__OBJECTIVE__: Copy each of the records below word for word, leaving out the pictures.

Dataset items

═══

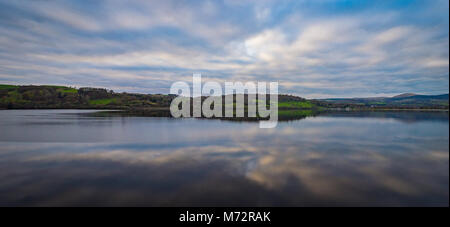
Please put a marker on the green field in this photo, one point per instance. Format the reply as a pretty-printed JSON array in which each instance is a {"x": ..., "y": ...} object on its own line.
[
  {"x": 7, "y": 86},
  {"x": 102, "y": 101},
  {"x": 294, "y": 104}
]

═══

__SOLUTION TO THE PROBLEM__:
Please put a marker on the green field in this photo, one point per instance. Format the reply as a pretty-printed JSON array in which each instance is a {"x": ..., "y": ...} object on its own line.
[
  {"x": 7, "y": 86},
  {"x": 102, "y": 101},
  {"x": 294, "y": 104}
]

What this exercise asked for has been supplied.